━━ Vorliegender Auszug
Matinee-Rede von Peter Finkelgruen
Vor wenigen Tagen wurde der Seder-Abend begangen. Es ist der erste Abend des siebentägigen Pessah Festes. Auch wenn ich kein religiöser Mensch bin, so nehme ich doch gern an der Feier dieses Festes teil. Das liegt nicht zuletzt an einem Satz. Es ist ein Satz der über Erinnerung spricht und die Bedeutung die geschichtliche Erinnerung für den Menschen hat. Der Satz lautet:
„In jeder Generation sollte jeder Mensch sich betrachten, als ob er ganz persönlich aus Ägypten befreit worden wäre.“
Als ich im Jahr 1988 nach einem knappen Jahrzehnt der Arbeit in Jerusalem nach Deutschland zurückgekehrt bin ahnte ich nicht daß mir mehr als ein Jahrzehnt bevorstand in dem ich mich einer permanenten Konfrontation ausgesetzt sehen würde. Einer Konfrontation mit der Justiz dieses Landes. Einem Jahrzehnt daß eine einzige tägliche Erinnerung an die Geschichte dieses Landes und an die Untaten. die im Dritten Reich begangen wurden war. Das ich elf Jahre lang mich in die Geschichte vertiefen müste um in der Lage zu sein den Mann, der meinen Grossvater in der kleinen Festung Theresienstadt erschlagen hat, vor die Schranken eines Gerichts in der Bundesrepublik Deutschland zu bringen.
Während meiner Jahre in Israel erhielt ich Fotokopien von Briefen die meine Eltern auf ihrer Flucht vor den NS Schergen geschrieben haben. Es waren knapp dreißig lange und ausführliche zumeist Schreibmaschinengeschriebene Briefe. Sie wurden auf der Flucht aus Prag, ihrer letzten Station in Europa, in die Emigration nach Shanghai in China und von dort selbst geschrieben.
Schon vor der Rückkehr nach Deutschland hatte ich die Absicht gefasst diese Brief zu nutzen wie einen Reiseführer und die Reiseroute nach zu reisen. Meine Frau und ich beschlossen, diese Reise in Etappen zu absolvieren und fuhren nach Prag, der ersten Station der Reise. Mein Vater stammte aus Bamberg, meine Mutter aus Karlsbad. Sie heirateten in Prag. Dort began ihre Emigrationsreise, die sie bis nach Shanghai führen sollte. In Prag lebte meine Großmutter mütterlicherseits und mein Großvater väterlicherseits Sie war Christin. Er war Jude. Sie versteckte ihn in ihrer Wohnung.
Die nationalsozialistische Verfolgung der Juden erreichte schließlich aber auch Shanghai, wo die japanischen Verbündeten des Deutschen Reichs auf dessen Fordern und Drängen ein Getto für die circa 30 000 Flüchlinge erichtet haben. Dort wurde ich geboren. Meine Eltern waren von Nachrichten über ihre Eltern abgeschnitten. Mein Vater starb im im gleichenJahr. Eine Folge der miserablen hygienischen und medizinischen Verhältnissen. Ich überlebte mit meiner Mutter.
━━━━
━━ Vorliegende Einträge
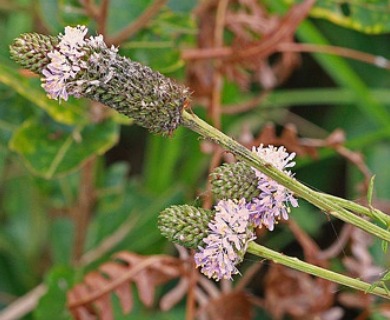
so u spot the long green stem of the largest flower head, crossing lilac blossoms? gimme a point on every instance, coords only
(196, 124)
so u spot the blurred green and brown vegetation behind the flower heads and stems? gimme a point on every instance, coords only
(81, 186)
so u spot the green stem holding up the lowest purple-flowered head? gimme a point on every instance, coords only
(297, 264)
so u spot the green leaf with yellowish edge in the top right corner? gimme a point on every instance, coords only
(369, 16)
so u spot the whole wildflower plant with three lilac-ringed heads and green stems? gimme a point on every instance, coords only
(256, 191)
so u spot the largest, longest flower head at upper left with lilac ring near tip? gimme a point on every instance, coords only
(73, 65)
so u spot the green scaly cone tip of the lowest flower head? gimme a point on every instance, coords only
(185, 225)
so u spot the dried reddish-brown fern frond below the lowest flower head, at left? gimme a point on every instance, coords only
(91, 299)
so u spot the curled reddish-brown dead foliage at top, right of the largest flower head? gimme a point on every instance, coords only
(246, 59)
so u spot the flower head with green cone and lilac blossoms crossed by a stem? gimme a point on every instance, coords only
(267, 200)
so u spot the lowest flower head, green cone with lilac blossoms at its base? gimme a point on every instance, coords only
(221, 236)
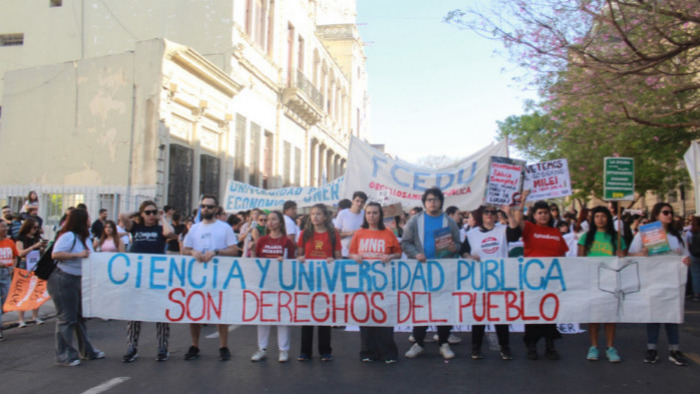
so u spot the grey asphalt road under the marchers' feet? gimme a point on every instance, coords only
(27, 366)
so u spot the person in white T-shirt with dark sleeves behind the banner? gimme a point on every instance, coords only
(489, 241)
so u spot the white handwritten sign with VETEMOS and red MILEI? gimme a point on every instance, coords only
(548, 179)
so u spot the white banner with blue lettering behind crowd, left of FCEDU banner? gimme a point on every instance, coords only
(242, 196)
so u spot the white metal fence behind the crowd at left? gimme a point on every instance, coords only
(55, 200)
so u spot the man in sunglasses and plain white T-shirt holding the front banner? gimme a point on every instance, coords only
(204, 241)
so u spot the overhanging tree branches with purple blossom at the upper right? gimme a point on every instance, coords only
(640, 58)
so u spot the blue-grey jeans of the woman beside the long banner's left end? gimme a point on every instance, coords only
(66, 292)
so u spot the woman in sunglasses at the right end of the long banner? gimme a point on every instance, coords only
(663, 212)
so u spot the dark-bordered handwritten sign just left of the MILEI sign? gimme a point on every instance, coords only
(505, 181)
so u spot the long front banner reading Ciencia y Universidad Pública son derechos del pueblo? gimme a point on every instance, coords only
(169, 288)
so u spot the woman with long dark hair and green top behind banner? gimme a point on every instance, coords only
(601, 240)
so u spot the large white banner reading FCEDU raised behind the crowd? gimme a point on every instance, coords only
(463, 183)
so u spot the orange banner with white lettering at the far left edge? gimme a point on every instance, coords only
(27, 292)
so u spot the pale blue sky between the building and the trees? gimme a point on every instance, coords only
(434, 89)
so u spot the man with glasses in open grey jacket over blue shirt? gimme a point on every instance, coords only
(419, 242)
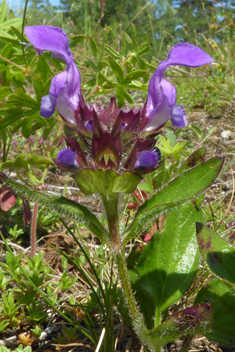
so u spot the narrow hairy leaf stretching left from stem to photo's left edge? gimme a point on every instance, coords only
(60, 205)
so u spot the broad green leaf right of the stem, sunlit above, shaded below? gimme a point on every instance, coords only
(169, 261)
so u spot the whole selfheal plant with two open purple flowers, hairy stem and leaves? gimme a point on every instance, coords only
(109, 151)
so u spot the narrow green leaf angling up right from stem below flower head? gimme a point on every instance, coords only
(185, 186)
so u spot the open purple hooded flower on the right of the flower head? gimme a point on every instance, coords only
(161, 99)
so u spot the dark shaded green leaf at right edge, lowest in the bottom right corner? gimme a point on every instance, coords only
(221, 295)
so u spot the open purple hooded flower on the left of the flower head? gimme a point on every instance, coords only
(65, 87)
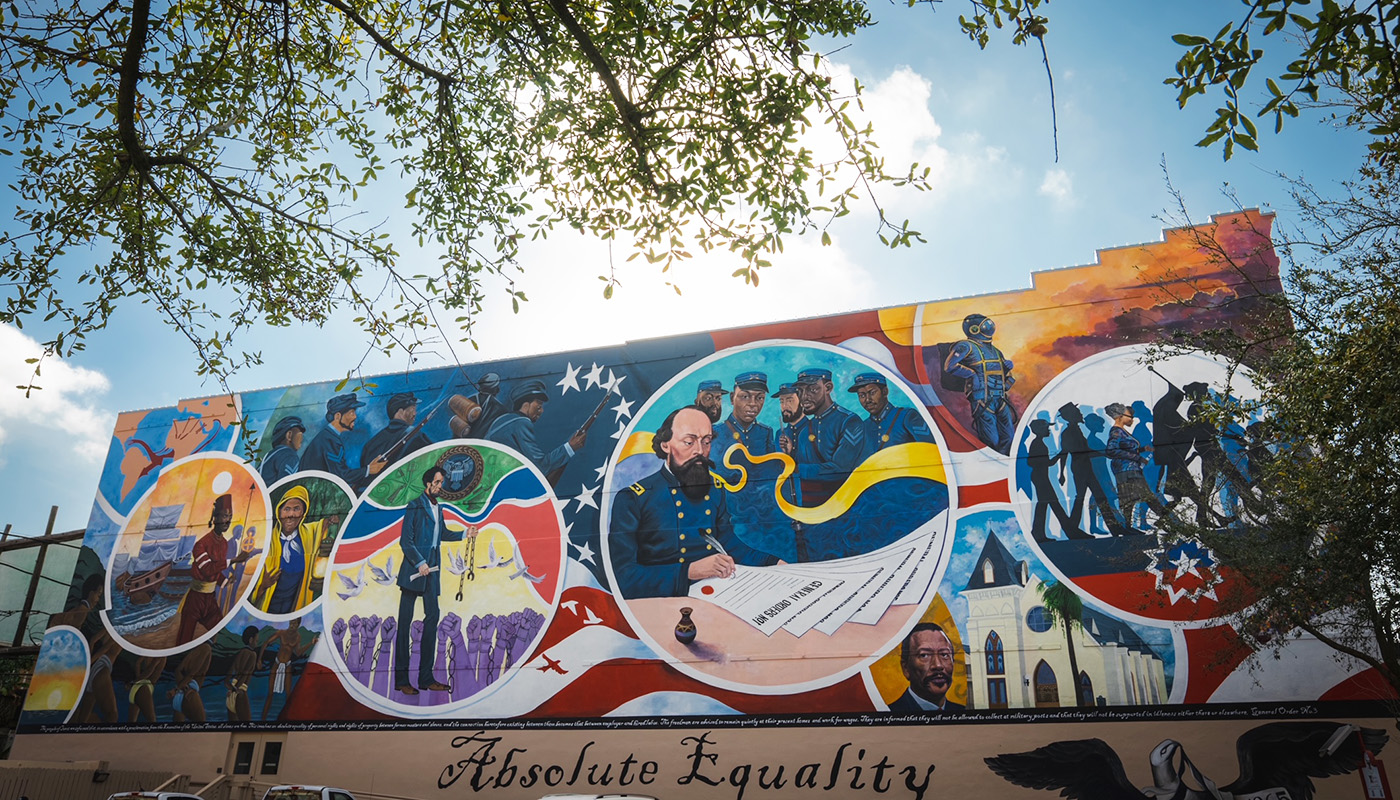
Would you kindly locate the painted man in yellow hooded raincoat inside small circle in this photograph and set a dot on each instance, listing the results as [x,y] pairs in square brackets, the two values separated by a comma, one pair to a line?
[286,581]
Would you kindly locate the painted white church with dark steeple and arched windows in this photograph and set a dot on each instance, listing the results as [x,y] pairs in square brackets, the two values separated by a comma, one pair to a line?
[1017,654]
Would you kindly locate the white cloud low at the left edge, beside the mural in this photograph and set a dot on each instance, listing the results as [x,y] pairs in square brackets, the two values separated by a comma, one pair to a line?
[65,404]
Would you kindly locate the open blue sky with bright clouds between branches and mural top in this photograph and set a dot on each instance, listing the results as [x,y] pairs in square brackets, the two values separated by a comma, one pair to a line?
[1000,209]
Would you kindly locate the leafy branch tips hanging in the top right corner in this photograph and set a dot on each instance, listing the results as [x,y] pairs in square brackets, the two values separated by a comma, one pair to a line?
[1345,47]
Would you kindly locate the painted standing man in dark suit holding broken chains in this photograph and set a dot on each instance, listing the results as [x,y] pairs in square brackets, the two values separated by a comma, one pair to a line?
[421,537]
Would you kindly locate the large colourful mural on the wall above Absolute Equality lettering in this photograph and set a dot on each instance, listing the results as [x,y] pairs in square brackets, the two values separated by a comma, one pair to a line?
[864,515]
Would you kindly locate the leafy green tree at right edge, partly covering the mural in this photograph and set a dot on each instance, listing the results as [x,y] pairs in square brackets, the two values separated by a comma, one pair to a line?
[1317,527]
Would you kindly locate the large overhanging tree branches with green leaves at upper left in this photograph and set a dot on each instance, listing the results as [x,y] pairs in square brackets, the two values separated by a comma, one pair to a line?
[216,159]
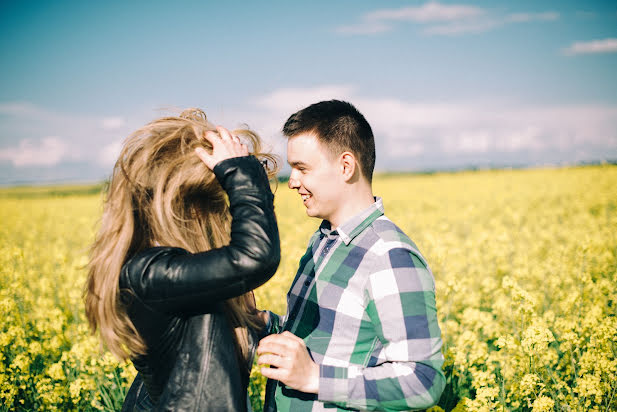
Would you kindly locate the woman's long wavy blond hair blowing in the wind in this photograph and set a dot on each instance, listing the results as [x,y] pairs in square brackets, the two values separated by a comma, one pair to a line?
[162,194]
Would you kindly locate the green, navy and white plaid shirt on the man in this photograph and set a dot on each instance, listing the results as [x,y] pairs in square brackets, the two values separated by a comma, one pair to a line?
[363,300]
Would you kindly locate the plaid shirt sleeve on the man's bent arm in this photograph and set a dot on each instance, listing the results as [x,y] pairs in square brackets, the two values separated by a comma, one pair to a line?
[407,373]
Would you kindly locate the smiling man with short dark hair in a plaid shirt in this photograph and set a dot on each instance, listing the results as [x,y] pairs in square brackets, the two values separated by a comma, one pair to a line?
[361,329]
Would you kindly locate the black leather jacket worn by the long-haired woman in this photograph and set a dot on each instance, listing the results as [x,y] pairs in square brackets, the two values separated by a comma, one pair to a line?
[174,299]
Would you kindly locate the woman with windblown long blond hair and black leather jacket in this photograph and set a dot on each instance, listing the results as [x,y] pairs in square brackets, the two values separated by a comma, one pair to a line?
━━━━
### Aufgabenstellung
• A. Wie viele Flüchtlinge lebten laut der Matinee-Rede im Getto von Shanghai?
• B. Übersetze bitte diesen Satz aus der Matinee-Rede ins Englische: „Meine Frau und ich beschlossen, diese Reise in Etappen zu absolvieren und fuhren nach Prag, der ersten Station der Reise.“
• C. Führe die Matinee-Rede im Anschluss an ihren letzten Satz weiter.

### Ergebnisse je Aufgabe
• A. Etwa 30 000.

• B. My wife and I decided to make this journey in stages and traveled to Prague, the first stop on the journey.

• C.
Nach dem Krieg und der Befreiung durch die Amerikaner erfuhr meine Mutter daß ihre Mutter Jahre der Haft in Konzentrationslagern überlebt hatte und daß ihr Schwiegervater, mein Großvater väterlicherseits, Opfer der nationalsozialistischen Verfolgung wurde.
Diese elf Jahre der Konfrontation begannen für mich im Februar 1989, in dem Moment in dem eine Freundin meiner Großmutter, die ich in Prag besuchte, mir unter Tränen erzählte wie und von wem mein Großvater in der kleinen Festung Theresienstadt ermordet wurde. Meine Großmutter hatte mir, ehe sie selbst verstarb, oft erzählt daß mein Großvater nach ihrer gemeinsamen Verhaftung durch die Gestapo in der kleinen Festung Theresienstadt, einem Gefängnis der Gestapo Prag, gestorben war. Sie hatte mir aber nicht erzählt wie er zuTode kam, geschweige denn daß sie den Namen des Mörders genannt hätte. Sie kannte ihn nicht.
Ich hatte den Namen allerdings wenige Monate vor meinem Besuch in Prag in der Süddeutschen Zeitung gelesen. Eine kleine Nachrichtennotiz auf Seite 5 unten besagte daß der 1949 in der CSSR als Kriegsverbrecher zum Tode verurteilte Anton Malloth von Italien in die Bundesrepublik abgeschoben worden sei. Die zuständige Statsanwaltschaft in Dortmung habe erklärt daß sie kein Interesse an der Auslieferung gehabt habe da „kein dringender Tatverdacht“ gegeben sei. Diese Meldung entsprach der Beiläufigkeit, die bei der Verfolgung von NS Verbrechen in den achtziger Jahren – und davor – in der Bundesrepublik zur Regel geworden war.
Auf der Rückfahrt von Prag und Theresienstadt wohin wir nach dem Besuch bei der neunzig Jahre alten Freundin meine Großvater fuhren, wurde uns war klar dass das Projekt der Reise entlang der Fluchtroute meiner Eltern, nun ad acta gelegt werden musste. Ich musste entscheiden wie ich auf die Nachricht die ich erhalten habe und auf das Wissen um den Mörder meines Großvater reagieren sollte. Ich kann nicht verleugnen, daß ich durchaus attavistische Regungen verspürte und unterschiedlichste Rachephantasien gehabt habe. Sie entwickelten sich entlang eine ganzen Skala von physischer Konfrontation und dem Einsatz meine Fäuste bis zur Handfhabung einer Pistole, die ich mir nachts am Kölner Hauptbahnhof besorgen würde – das Darknet gab es damals noch nicht -. Nur wenige Jahre später kam eine weitere Variante hinzu. Mit Freunden wurden dreimal Pläne entwickelt, den Mörder der die Jahre nach seiner Ausweisung in die Bundesrepublik in München Pullach in einem Altersheim in direkten Nachbarschaft zum BND lebte, zu entführen und bei der Polizei in Theresienstadt sozusagen abzuliefern.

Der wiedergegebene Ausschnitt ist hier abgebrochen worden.